News of the ten book contract is out there now, so many thanks for the congratulations and good wishes I've received, and the many kind things I've seen here and there on the internet. As some have noted, while it's good for me - no bones about that - it also says something encouraging about the state of the genre. Far from dying on its feet (I've been reading obituaries for SF for about as long as I've been reading them about rock music) it's not doing at all badly, and may even be in the ascendant.

The contract doesn't change much as far as my writing habits are concerned. I've been hitting about a book a year since I started with Orion in 1999 - in fact we've done nine novels and three collections in ten years, or will have by the time the year's out - and all that's really required of me is to keep on the same level of productivity for another ten. It's not to be taken lightly, but at the same it's not too daunting. I've always wanted to be a prolific writer, and so a book a year feels about right to me. The idea of spending two or three years of my life on a single work fills me with existential dread, although that's purely a reflection on my own approach to the craft, which is very much a case of diving in and immersing myself in a book at a level which would almost certainly drive me insane if it lasted longer than six or nine months. To put it in rock terms, I'd rather be Neil Young than one of those artists who only releases work every three years or so. At that same time, I'm aware of the hazards of over-production: there are writers whose work I followed assiduously, until they gradually outstripped my capability to keep up. In many cases I simply stopped them reading them entirely. Obviously I'll be hoping that isn't the case with all my readers, but at the same time I'm mindful of the possibility. Above all else, I'll be working hard to improve my books and stretch my range, while at the same time hopefully delivering the kind of big SF kicks that I'm perhaps best known for. Sitting here now, I can honestly say that the last thing I feel is complacent or smug. Excited and apprehensive in equal measure is more like it - and acutely aware that I've been fortunate on many levels. For all its flaws, my first novel found a readership, and while it wasn't everyone's cup of tea - hell, I'm not even sure it would have been mine - REVELATION SPACE did get me off to a good start. I'm in no doubt that timing and marketing played a massive role in that, but what mattered was that it provided a foundation for the subsequent books. I'm also truly grateful that both my publisher and my readers (or enough of them, anyway) were happy to see me strike off into different fictional universes, be it the faux-1959 of CENTURY RAIN or the near-future spacefaring solar system of PUSHING ICE. I love doing the Revelation Space stories, but - gratifyingly - I've never felt like I was a prisoner of them. Maybe that's why I still like doing them.

■ EXTRACTED ENTRIES
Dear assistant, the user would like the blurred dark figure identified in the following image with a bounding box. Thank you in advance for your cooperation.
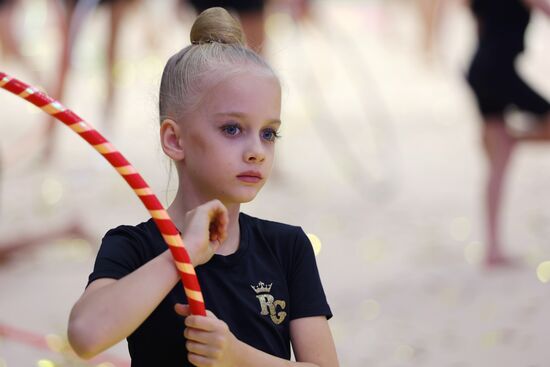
[43,0,134,162]
[0,0,38,76]
[416,0,446,61]
[0,0,21,59]
[180,0,311,55]
[468,0,550,267]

■ STATED EXERCISE 1
According to the post about the book contract, in what year did the writer start with Orion?
■ STATED EXERCISE 2
Print the part of the post about the book contract starting at "News of the" and ending at "in the ascendant.".
■ STATED EXERCISE 3
Decide whether each statement agrees with the post about the book contract: (a) The writer would rather be Neil Young than an artist who releases work only every three years or so. (b) The writer feels complacent about the contract. (c) PUSHING ICE is set in a near-future spacefaring solar system. For each one, answer yes or no and quote the words from the post that decide it.
The records have nothing to do with the post about the book contract.

■ WRITTEN ANSWER 1
1999

■ WRITTEN ANSWER 2
News of the ten book contract is out there now, so many thanks for the congratulations and good wishes I've received, and the many kind things I've seen here and there on the internet. As some have noted, while it's good for me - no bones about that - it also says something encouraging about the state of the genre. Far from dying on its feet (I've been reading obituaries for SF for about as long as I've been reading them about rock music) it's not doing at all badly, and may even be in the ascendant.

■ WRITTEN ANSWER 3
(a) Yes: "I'd rather be Neil Young than one of those artists who only releases work every three years or so."
(b) No: "the last thing I feel is complacent or smug."
(c) Yes: "the near-future spacefaring solar system of PUSHING ICE."